High School Students Teach Palisades Elementary Students About Saving the Planet

By Sue Pascoe
Editor

It was a game of Jeopardy. “We’ll take Energy Saving for $300,” said the two Palisades Elementary School fifth-grade girls.

“What uses less energy? A microwave or an oven?” the Palisades High senior asked. After some discussion the girls said, “Oven.” Incorrect: a microwave uses 50 percent less energy.

Next, the fifth-grade boys chose “Recycling for $400.”

“What bin does a coffee cup, like one from Starbucks, go into?”

“Recycling, the blue bin,” the three boys responded instantly. Wrong. Coffee cups have a plastic lining, which means they go in the black bin.

Palisades High School students explain to explain to Palisades Elementary students what happens when fish swallow plastic, using ping pong balls to demonstrate.

Into which bin do you place an unused paper napkin? If you guessed recycling, you would be wrong. PaliHi students explained that a napkin has fibers too small to be recycled.

Segmentation mask data:

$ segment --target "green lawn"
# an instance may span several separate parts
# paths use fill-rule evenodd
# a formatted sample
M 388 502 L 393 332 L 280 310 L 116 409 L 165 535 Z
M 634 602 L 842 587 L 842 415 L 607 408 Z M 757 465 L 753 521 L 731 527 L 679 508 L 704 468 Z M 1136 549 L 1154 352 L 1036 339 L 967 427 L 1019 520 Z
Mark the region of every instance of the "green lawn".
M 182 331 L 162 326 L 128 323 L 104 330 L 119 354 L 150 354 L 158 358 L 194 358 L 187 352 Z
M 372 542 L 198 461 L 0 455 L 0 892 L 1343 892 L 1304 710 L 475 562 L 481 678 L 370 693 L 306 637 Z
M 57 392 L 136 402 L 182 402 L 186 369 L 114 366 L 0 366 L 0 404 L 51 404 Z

Task details:
Write out the passage of the article on Palisades students and saving the planet that lies between "Next, the fifth-grade" and "to be recycled.", inclusive, with no changes. The material is not required for this work.

Expected output:
Next, the fifth-grade boys chose “Recycling for $400.”

“What bin does a coffee cup, like one from Starbucks, go into?”

“Recycling, the blue bin,” the three boys responded instantly. Wrong. Coffee cups have a plastic lining, which means they go in the black bin.

Palisades High School students explain to explain to Palisades Elementary students what happens when fish swallow plastic, using ping pong balls to demonstrate.

Into which bin do you place an unused paper napkin? If you guessed recycling, you would be wrong. PaliHi students explained that a napkin has fibers too small to be recycled.